*Text block:*
All garnet instruments were made in Japan and part of the White Label era... Any Co could buy several models and put whatever name on them. Most of theses were made by Matsomoku (Aria) or Fugijen ( Ibanez) back in the 70s... in the 80s, the instruments came from Korea...


----------



## Jeff Poirier (Sep 13, 2019)

I got my hands on a beautiful black garnet acoustic a few years back.. Always wondered how much interest there was in them.. I bought it because i had a garnet bass amp that i foolishly sold when i was young and didn't know his guitars existed until i layed my eyes on this one.. I'd sure like to meet someone who has a good bit of info on them..


----------



## Jeff Poirier (Sep 13, 2019)

Frenchy99 said:


> All garnet instruments were made in Japan and part of the White Label era... Any Co could buy several models and put whatever name on them. Most of theses were made by Matsomoku (Aria) or Fugijen ( Ibanez) back in the 70s... in the 80s, the instruments came from Korea...





Frenchy99 said:


> All garnet instruments were made in Japan and part of the White Label era... Any Co could buy several models and put whatever name on them. Most of theses were made by Matsomoku (Aria) or Fugijen ( Ibanez) back in the 70s... in the 80s, the instruments came from Korea...

*Challenges:*
(1) From the Garnet instruments thread, output the passage from "I got my hands" up to and including "info on them..".
(2) In the Garnet instruments thread, what did Jeff Poirier foolishly sell when he was young?
(3) Take the Garnet instruments thread further, starting after its last sentence.

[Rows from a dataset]
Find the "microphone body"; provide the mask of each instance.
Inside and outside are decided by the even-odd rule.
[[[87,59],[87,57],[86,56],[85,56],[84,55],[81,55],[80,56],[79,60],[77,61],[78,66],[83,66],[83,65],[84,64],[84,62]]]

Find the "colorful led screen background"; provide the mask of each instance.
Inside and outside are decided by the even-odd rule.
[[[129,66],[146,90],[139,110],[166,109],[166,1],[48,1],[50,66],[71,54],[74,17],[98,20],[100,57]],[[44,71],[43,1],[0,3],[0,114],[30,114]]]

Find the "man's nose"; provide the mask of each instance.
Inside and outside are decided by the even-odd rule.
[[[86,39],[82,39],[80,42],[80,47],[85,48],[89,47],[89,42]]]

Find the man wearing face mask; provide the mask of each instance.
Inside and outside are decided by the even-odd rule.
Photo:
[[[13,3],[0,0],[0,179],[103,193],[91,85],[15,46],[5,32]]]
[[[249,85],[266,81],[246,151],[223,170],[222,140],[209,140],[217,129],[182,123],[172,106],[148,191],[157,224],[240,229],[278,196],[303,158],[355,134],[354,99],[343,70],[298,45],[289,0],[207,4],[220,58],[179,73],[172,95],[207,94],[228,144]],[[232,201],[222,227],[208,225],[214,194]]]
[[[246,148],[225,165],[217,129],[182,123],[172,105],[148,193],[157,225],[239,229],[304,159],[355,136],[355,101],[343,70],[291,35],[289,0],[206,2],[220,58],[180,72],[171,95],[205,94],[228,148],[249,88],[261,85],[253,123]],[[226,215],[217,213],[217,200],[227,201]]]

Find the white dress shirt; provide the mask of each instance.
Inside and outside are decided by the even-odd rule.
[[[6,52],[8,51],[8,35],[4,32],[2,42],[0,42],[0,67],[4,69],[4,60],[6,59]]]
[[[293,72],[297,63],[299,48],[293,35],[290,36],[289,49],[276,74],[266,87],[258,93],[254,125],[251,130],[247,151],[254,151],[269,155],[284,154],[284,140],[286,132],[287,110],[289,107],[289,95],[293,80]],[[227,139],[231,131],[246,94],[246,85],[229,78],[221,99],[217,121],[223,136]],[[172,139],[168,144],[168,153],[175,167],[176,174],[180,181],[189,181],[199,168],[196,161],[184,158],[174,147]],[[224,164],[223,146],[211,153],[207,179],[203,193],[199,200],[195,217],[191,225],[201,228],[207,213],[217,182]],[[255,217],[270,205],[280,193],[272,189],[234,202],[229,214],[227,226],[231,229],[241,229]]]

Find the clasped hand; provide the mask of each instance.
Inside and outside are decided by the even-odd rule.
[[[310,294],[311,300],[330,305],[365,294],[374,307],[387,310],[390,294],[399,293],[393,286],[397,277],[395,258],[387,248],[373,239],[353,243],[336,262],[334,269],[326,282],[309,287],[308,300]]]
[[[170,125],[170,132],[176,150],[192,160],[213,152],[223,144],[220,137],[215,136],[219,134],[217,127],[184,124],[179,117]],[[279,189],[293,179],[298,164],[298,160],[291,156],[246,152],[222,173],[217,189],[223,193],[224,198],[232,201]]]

*Outputs for the tasks:*
(1)
I got my hands on a beautiful black garnet acoustic a few years back.. Always wondered how much interest there was in them.. I bought it because i had a garnet bass amp that i foolishly sold when i was young and didn't know his guitars existed until i layed my eyes on this one.. I'd sure like to meet someone who has a good bit of info on them..

(2) A garnet bass amp.

(3)
Im from the winnipeg manitoba area and from what ive heard.. Garnet himself made them here for a short while.. This coming from some older musicians that ive had the pleasure of conversing with..


----------



## Frenchy99 (Oct 15, 2016)

Jeff Poirier said:


> Im from the winnipeg manitoba area and from what ive heard.. Garnet himself made them here for a short while.. This coming from some older musicians that ive had the pleasure of conversing with..


Jeff, i`m also part of a facebook group that is run by Gar`s daughter and both Gar`s son`s follow it. I can guarantee you that no guitar was ever built by Garnet. His son that was in charge of all production confirmed this. 

Garnet was an amp Co, they made a couple of pedal`s but that is it. All Garnet guitars are white label guitars that they put the Garnet name on them like tons of Co back then.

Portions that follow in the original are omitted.